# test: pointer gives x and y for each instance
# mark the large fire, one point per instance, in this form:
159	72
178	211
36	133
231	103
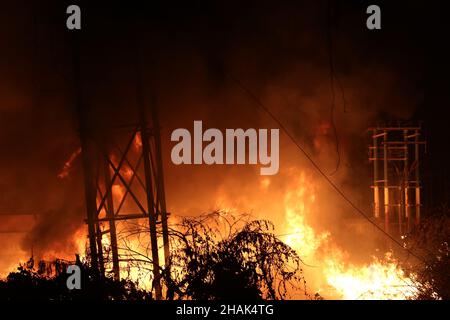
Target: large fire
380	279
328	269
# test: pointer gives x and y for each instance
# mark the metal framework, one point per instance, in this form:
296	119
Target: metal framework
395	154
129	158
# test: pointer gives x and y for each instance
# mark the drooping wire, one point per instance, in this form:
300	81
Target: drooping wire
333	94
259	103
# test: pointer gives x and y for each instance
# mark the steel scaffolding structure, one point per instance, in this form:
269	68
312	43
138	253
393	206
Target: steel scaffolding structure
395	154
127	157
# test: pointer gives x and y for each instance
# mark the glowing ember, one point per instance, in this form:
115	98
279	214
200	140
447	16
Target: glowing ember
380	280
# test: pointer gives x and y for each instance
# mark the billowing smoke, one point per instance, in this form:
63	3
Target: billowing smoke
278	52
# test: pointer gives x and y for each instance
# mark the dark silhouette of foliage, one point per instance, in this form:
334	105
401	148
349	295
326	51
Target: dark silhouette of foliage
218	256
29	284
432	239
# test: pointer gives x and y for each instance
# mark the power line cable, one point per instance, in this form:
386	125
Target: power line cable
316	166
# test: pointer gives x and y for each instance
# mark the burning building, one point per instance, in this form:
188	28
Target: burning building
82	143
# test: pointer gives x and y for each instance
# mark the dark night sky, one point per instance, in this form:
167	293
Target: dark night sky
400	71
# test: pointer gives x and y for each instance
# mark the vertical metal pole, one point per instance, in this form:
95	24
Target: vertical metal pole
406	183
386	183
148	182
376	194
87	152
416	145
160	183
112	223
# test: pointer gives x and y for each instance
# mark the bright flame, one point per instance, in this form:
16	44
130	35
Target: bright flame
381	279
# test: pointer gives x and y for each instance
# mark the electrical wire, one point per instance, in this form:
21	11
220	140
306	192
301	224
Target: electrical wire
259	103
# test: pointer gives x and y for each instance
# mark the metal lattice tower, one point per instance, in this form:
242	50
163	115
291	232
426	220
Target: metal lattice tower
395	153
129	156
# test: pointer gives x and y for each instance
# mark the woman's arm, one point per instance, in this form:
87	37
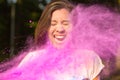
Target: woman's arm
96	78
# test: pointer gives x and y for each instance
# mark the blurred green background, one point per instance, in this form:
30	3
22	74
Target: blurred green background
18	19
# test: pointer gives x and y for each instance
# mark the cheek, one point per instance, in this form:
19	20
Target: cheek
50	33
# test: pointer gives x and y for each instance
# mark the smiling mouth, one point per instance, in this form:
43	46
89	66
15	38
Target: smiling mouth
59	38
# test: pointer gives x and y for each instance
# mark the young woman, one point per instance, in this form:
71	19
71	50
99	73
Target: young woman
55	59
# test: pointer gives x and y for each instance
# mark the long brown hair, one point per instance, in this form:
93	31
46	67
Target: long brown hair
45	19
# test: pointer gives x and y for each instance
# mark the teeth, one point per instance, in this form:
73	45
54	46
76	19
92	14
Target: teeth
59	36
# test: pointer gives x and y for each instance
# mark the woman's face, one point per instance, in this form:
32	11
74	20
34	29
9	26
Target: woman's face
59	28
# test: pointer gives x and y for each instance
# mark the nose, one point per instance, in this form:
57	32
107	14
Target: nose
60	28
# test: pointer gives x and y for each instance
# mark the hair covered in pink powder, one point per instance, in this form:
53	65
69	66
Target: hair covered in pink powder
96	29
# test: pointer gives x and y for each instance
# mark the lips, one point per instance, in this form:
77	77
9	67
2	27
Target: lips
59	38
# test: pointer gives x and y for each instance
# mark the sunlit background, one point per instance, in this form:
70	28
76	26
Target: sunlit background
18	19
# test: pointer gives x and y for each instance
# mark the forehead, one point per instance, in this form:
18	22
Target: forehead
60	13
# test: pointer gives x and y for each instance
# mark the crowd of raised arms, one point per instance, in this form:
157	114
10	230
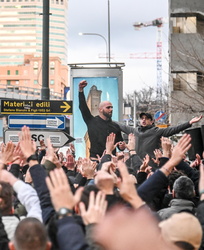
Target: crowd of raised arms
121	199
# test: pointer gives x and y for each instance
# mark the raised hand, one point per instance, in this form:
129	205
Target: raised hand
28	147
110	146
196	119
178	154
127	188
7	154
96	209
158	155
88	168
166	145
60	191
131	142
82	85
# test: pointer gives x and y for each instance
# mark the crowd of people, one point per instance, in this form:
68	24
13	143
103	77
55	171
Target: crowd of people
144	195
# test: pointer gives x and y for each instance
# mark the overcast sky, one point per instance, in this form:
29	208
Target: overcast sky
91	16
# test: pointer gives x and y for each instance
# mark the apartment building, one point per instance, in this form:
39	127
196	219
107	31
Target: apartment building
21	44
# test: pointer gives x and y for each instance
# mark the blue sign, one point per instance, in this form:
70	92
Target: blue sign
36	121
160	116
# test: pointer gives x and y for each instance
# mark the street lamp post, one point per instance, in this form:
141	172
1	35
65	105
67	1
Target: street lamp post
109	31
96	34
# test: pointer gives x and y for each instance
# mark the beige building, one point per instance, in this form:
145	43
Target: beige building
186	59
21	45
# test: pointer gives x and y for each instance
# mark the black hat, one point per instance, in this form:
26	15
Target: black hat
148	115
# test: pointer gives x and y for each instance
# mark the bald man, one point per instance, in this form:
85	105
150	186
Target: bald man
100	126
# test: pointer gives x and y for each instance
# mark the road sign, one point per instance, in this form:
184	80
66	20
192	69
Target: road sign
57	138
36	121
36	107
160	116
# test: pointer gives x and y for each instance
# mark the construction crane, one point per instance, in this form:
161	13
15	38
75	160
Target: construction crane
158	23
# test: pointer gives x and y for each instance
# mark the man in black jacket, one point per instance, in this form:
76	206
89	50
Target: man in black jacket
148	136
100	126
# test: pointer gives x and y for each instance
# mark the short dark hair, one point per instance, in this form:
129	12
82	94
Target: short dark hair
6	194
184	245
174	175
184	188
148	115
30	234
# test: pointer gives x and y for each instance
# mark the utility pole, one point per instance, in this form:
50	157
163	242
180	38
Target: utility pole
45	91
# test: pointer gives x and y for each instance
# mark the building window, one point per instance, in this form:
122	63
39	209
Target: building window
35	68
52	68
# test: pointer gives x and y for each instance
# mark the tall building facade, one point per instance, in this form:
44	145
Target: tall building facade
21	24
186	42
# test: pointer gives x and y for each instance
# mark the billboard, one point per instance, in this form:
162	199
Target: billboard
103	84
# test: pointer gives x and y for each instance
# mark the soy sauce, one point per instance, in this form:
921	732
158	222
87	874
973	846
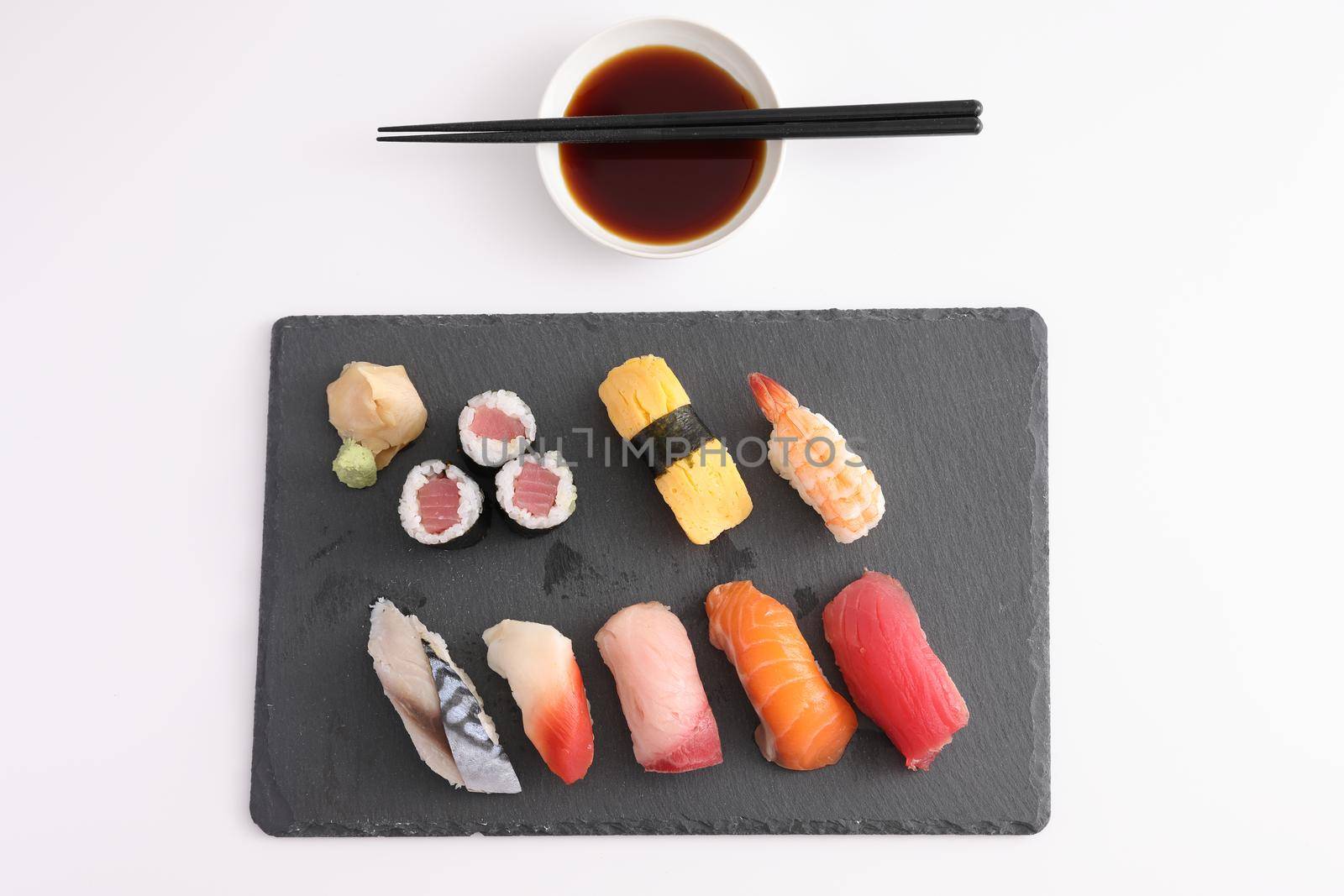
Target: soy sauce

> DIRECTION: Find each line in the rows above that contains the string "lamp" and copy it out, treating uppercase and lowercase as different.

> REPLY:
# mark the street lamp post, one point per instance, in this form:
Target: street lamp post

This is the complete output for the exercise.